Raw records
— START —

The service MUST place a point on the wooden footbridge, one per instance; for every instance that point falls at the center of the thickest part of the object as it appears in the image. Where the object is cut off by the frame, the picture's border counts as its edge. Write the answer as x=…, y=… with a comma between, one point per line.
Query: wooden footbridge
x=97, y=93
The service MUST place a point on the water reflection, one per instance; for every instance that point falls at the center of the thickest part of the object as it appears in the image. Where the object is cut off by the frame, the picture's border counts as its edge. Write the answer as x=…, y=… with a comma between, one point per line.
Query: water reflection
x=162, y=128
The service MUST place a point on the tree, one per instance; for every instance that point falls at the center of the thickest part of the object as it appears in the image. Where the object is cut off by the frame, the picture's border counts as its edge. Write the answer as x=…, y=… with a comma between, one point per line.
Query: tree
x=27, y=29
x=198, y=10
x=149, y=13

— END —

# What you are asked to do
Copy the records above line for line, with nothing changed.

# Reply
The service MUST place a point on the wooden footbridge, one per instance; for every instance that point falls at the center of the thickest part of the object as it appears in the image. Where the object is cut off by the frame, the picture's border counts as its edge. Write the answer as x=…, y=… with a comma between, one point per line.
Query: wooden footbridge
x=97, y=93
The service MUST place a point on the water reflection, one per instance; for every instance that point falls at the center of the thickest part of the object as it appears in the image. Where the object is cut off by the frame, the picture's border counts as its edge. Write the answer as x=…, y=… with a comma between, one point per line.
Query: water reflection
x=162, y=128
The service MUST place a point on the tree, one per instance; for every instance that point falls at the center of the thickest part of the object as it appears in the image. Where the object is cut off by the frame, the picture's border counts as its edge. Write the answer as x=…, y=… with a comma between, one point per line.
Query: tree
x=27, y=29
x=198, y=10
x=149, y=13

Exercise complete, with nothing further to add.